Check your understanding —
1. Answer these from the comment thread, one line each:
(a) For what date was the federal grand jury hearing scheduled before it was postponed?
(b) In what area did Jon Howard volunteer with the ACLU office?
(c) According to the opening comment, in what people does the FBI have an interest?
2. Turn the paragraph of the comment thread that begins "I am a member of the ACLU" into a short bulleted list that keeps its main points.

Document text —

Start of Block

Contrary to a view expressed by a previous poster, the FBI does have an interest in people who set cars or houses on fire with explosive devices, regardless of the reason they do this. It is just not cool.
by guide to grand juries
Saturday Oct 4th, 2008 1:10 AM
This is a very good and simple guide for those subpoenaed to a grand jury:

http://www.indybay.org/uploads/2008/10/03/grandjuries-infosheet.pdf
by Jon Howard
Thursday Oct 9th, 2008 12:23 AM
I am a member of the ACLU and I have volunteered with the office in the Seattle area and I am a huge advocate for human rights. The tone of many of the commentators for articles on the subject seem rather subjective and premature. My first thought is, how can so many people cry out for justice for these three individuals, but not the individuals and their families who were attacked. My recommendation if their was false accusations in the matter, the defendents should contact ACLU lawyers who have a great deal of experience with FBI Investigations as well a grand juries.
But here is my point-
A true warrior for justice seeks a peaceful path and will never seek violent means towards their end, for they become subservient to a cause no longer their own. Their is no martyrdom left, only isolation.
by postponed
Thursday Oct 30th, 2008 4:39 PM
The federal grand jury hearing, scheduled for October 23, was postponed. If anyone knows the new date, please post it here.

End of Block

Data —
Start of Block

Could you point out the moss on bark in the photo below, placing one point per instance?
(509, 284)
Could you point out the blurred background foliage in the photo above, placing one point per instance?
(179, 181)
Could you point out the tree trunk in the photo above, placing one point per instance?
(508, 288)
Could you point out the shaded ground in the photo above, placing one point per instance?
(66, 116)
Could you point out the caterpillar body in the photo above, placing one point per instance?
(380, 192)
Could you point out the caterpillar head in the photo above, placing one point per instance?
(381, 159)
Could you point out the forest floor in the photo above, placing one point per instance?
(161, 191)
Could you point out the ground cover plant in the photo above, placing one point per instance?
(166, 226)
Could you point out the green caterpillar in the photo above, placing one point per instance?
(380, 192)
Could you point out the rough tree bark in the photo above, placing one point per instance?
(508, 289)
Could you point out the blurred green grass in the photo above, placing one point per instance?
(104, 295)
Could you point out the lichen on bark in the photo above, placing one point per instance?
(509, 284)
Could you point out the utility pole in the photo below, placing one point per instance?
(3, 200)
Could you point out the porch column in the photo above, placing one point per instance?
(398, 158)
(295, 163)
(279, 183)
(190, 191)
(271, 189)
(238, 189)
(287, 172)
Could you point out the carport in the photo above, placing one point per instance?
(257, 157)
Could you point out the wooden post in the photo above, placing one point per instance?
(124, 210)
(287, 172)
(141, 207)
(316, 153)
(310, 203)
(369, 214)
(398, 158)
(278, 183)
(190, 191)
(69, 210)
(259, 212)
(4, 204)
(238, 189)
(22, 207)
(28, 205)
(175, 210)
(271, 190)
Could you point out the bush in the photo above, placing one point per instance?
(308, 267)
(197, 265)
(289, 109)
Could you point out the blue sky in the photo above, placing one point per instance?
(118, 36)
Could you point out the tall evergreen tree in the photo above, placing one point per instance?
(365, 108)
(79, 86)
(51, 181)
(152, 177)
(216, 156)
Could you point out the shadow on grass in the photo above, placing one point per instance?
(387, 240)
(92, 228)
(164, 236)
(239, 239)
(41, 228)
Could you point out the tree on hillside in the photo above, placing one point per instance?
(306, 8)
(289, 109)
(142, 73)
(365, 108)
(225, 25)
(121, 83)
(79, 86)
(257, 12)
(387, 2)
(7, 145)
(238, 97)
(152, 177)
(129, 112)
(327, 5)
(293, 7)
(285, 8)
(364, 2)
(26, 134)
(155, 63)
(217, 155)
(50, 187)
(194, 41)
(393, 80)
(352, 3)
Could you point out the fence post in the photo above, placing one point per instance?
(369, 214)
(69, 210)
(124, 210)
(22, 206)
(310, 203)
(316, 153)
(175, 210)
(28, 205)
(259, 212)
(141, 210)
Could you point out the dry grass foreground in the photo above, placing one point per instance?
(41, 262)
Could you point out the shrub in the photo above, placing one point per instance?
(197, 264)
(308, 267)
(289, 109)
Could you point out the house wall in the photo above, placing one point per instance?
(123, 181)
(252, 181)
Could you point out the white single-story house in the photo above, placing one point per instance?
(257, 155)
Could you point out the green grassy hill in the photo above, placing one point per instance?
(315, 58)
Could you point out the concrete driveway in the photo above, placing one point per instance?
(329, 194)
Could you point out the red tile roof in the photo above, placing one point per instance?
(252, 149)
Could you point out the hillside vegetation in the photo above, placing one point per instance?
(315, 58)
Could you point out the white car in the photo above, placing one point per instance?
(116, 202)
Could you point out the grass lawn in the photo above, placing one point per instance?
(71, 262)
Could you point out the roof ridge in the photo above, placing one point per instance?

End of Block

Results in order —
1.
(a) October 23
(b) The Seattle area
(c) People who set cars or houses on fire with explosive devices, regardless of their reason

2.
- The writer is an ACLU member, has volunteered with its office in the Seattle area, and strongly advocates for human rights.
- Many commenters on articles about the subject seem subjective and premature.
- The writer asks why so many people call for justice for the three individuals but not for those who were attacked and their families.
- If there were false accusations, the defendants should contact ACLU lawyers with wide experience of FBI investigations and grand juries.